§ Extracted records
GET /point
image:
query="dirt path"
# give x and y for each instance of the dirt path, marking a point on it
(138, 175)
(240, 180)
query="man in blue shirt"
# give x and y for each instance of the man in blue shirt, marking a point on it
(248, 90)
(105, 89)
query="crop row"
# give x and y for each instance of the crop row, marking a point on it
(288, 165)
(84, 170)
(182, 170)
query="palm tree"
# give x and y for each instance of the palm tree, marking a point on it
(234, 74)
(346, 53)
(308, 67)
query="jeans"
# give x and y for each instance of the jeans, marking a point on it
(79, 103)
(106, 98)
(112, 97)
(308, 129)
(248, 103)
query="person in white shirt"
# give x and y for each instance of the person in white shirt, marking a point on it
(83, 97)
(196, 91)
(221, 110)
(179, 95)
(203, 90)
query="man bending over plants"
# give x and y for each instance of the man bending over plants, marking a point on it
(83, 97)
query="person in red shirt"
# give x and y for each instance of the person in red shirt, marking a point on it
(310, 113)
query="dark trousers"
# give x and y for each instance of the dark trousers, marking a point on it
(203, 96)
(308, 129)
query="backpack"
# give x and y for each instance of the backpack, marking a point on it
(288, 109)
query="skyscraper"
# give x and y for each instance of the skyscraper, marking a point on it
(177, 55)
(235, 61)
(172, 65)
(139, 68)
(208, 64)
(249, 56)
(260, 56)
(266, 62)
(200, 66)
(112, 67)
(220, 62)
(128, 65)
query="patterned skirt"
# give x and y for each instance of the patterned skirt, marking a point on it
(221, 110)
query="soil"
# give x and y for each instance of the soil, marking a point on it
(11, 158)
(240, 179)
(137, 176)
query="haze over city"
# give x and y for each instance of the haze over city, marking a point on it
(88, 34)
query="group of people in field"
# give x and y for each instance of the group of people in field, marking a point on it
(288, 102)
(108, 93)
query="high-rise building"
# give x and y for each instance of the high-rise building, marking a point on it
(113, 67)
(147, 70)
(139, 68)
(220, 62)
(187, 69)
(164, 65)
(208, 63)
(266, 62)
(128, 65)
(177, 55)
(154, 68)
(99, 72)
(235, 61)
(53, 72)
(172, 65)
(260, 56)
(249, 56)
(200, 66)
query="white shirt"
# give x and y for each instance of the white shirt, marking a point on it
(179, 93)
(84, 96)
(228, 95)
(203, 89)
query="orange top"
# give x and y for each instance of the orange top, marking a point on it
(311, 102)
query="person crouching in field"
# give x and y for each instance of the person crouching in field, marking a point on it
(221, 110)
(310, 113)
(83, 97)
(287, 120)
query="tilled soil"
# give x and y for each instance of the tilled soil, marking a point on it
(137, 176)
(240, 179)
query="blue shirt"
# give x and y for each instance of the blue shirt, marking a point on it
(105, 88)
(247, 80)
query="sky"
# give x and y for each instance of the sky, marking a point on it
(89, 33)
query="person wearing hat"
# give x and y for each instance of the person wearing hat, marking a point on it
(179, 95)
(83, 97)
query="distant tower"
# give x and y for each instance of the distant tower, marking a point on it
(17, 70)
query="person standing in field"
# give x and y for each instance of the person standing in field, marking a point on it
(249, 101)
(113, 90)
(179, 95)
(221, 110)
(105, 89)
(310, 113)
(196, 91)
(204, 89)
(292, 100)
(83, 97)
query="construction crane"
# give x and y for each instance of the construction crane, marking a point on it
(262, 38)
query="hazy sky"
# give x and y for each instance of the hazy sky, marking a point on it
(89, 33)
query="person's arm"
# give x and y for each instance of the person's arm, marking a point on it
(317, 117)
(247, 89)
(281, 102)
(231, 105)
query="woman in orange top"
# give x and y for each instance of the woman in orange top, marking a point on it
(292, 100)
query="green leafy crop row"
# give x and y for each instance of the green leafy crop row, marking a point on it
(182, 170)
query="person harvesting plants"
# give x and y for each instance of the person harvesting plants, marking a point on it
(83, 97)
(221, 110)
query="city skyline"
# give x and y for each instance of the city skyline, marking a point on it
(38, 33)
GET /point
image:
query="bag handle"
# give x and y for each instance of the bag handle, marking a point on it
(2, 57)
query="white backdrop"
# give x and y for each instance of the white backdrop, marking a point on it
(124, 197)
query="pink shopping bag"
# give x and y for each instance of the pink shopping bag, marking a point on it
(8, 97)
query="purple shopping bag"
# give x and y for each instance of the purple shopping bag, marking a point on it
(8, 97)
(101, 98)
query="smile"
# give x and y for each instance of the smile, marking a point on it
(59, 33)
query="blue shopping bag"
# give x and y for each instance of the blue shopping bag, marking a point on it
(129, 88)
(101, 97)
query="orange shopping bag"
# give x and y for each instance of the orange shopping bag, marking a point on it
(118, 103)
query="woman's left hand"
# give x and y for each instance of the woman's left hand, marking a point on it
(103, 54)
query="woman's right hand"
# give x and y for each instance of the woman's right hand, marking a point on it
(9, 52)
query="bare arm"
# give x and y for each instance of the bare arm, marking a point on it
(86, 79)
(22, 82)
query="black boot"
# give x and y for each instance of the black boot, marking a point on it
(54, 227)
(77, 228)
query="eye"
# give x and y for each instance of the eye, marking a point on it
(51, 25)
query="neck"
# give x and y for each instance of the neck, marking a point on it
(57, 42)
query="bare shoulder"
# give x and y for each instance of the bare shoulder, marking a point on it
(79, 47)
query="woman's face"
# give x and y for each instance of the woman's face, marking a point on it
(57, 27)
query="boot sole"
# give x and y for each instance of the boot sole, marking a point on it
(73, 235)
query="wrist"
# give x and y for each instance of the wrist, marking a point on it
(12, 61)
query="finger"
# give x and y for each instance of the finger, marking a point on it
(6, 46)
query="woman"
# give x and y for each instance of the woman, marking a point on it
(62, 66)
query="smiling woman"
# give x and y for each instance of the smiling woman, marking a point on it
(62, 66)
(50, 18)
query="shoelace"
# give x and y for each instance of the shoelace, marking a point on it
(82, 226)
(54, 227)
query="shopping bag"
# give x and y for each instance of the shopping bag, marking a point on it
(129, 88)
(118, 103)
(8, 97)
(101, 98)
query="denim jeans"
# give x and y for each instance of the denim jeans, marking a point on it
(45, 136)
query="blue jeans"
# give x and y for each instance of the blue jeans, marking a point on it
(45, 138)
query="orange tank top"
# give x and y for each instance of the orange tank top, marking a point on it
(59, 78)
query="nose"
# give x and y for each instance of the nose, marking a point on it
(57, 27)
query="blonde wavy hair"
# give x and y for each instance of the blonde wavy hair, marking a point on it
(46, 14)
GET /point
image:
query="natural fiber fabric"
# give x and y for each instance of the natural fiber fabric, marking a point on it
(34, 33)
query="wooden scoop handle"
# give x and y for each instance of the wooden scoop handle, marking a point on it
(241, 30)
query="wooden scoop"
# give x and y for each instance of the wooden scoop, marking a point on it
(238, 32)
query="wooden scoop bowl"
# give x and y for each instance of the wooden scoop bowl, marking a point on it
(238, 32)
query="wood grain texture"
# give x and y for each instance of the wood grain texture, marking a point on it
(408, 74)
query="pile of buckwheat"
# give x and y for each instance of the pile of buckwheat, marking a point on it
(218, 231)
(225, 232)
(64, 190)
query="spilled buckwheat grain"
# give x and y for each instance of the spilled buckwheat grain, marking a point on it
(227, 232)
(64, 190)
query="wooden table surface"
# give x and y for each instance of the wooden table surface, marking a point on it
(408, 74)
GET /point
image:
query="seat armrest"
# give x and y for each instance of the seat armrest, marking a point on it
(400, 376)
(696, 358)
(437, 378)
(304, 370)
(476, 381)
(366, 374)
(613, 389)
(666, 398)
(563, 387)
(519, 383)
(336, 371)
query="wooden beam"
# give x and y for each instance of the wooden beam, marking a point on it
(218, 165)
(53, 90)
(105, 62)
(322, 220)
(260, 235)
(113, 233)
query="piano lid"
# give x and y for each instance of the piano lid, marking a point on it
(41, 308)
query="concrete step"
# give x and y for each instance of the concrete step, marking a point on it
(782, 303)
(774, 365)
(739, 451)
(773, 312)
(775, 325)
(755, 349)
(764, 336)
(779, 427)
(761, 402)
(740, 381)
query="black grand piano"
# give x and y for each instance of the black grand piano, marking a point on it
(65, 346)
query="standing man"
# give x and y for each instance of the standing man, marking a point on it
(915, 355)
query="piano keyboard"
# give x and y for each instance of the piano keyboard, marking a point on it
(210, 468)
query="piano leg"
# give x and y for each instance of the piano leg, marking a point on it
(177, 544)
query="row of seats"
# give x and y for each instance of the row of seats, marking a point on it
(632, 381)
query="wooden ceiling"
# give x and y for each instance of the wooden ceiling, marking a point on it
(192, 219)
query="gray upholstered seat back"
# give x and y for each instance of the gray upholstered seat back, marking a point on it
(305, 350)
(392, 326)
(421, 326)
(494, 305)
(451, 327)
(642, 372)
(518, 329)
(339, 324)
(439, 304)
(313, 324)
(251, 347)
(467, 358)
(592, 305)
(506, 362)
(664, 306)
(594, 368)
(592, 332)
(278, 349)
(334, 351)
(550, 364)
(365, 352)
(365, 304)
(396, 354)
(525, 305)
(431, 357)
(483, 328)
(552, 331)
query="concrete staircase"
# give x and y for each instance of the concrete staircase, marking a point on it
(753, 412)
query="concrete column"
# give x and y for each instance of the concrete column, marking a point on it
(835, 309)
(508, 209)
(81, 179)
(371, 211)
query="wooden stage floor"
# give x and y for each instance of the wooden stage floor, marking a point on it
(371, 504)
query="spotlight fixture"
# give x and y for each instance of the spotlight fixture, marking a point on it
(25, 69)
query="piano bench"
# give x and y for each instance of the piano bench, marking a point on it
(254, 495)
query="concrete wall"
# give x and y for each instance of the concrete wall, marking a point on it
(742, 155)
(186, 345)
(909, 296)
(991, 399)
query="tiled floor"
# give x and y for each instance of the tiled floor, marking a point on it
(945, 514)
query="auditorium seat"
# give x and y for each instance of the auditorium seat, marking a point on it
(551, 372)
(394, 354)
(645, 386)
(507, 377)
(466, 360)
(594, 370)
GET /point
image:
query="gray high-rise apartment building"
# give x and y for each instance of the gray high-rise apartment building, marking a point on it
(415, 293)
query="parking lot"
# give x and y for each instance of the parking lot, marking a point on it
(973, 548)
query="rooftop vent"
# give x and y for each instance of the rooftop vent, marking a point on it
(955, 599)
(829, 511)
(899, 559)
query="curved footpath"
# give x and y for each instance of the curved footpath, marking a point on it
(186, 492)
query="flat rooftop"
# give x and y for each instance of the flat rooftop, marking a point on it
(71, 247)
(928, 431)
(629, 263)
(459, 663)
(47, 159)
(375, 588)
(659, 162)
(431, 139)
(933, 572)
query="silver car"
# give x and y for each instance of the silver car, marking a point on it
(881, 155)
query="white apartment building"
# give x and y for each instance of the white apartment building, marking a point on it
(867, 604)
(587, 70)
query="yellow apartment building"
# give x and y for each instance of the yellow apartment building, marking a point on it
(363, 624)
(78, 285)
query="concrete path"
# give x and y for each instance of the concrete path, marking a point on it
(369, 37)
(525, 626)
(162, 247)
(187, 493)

§ AIM
Pull out every line of the records above that contains the string "people", matching case exactly.

§ RESULT FOR THIS EXERCISE
query="group of people in field"
# give x and y for each instance of the group of people in field, marking a point on it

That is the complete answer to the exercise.